(Source extract):
#####

In his second issue, appellant argues that the State took advantage of the trial court's failure to instruct the jury on a sentence of life without the possibility of parole during cross-examination of appellant's witnesses and closing argument by making future dangerousness an issue for the jury. Appellant did not object to either the State's cross-examination or closing argument on this ground, and the issue is therefore procedurally barred. Steinhorst v. State, 412 So.2d 332, 338 (Fla. 1982). Moreover, after reviewing the record, we do not agree that the State's cross-examination or argument raised the specter of appellant's future dangerousness.

#####

(Given exercise 1): Please explain, in one to three sentences, why the appeal excerpt treats the appellant's second issue as procedurally barred.
(Given exercise 2):
Answer these questions from the appeal excerpt:
(a) What sentence did the trial court fail to instruct the jury on, according to the appellant?
(b) What case does the court cite for the procedural bar?
(c) After reviewing the record, what does the court conclude about the State's cross-examination and argument?

#####

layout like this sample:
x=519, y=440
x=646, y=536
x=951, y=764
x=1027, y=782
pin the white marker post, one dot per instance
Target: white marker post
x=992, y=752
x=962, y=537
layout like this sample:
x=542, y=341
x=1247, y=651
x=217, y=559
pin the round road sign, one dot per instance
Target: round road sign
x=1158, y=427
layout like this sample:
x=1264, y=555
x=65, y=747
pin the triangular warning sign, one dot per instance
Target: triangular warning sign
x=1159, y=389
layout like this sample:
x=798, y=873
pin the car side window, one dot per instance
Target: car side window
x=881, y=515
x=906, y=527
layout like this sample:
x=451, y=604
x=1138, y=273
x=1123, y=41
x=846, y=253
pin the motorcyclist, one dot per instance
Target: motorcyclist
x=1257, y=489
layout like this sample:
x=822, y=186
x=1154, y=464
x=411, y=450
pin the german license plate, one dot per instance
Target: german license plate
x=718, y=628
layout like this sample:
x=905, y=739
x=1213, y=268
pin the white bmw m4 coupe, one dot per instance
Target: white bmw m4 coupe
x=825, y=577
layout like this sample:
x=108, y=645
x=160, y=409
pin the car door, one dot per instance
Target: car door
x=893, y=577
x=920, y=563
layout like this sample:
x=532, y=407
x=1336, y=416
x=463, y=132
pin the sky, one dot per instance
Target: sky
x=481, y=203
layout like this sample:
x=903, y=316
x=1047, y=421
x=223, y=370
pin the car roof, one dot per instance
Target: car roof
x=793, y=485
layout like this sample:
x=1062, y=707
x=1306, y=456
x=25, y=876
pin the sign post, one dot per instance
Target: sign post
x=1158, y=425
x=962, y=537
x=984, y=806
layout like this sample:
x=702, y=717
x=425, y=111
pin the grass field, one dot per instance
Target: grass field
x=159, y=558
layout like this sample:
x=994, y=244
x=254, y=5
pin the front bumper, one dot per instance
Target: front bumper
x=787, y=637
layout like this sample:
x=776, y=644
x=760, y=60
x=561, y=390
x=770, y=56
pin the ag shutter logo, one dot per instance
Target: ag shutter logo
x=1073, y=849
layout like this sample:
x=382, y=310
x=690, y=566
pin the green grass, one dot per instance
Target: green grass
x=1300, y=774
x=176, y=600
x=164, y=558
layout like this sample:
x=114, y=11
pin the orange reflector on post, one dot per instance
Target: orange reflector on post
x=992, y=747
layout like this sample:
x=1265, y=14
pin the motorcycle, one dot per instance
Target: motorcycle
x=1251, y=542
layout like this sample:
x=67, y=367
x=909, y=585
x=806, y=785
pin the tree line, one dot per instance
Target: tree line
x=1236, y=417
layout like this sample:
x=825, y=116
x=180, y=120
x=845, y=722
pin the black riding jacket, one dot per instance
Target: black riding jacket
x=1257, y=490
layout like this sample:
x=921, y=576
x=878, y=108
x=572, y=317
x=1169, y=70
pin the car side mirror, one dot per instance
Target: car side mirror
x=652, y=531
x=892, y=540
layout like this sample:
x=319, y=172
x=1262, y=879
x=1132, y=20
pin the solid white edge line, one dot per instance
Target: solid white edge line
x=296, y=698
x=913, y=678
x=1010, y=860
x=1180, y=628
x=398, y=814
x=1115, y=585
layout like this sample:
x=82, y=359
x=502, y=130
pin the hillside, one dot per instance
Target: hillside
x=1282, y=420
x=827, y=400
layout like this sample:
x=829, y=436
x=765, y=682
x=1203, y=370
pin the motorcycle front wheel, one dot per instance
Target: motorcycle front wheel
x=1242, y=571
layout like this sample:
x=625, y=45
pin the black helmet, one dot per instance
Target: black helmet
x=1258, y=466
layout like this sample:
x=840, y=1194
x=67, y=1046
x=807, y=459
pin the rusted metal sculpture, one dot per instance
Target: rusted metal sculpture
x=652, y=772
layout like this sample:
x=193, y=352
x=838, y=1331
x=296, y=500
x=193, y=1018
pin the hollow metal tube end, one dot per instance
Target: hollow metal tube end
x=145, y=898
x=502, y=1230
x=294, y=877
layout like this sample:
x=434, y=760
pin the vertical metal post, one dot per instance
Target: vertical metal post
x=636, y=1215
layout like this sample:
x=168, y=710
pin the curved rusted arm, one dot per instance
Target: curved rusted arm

#####

(Complete output 1): The appellant raised no objection on this ground to either the State's cross-examination or its closing argument. That is why the issue is procedurally barred.

(Complete output 2):
(a) Life without the possibility of parole.
(b) Steinhorst v. State, 412 So.2d 332, 338 (Fla. 1982).
(c) The court does not agree that they raised the specter of the appellant's future dangerousness.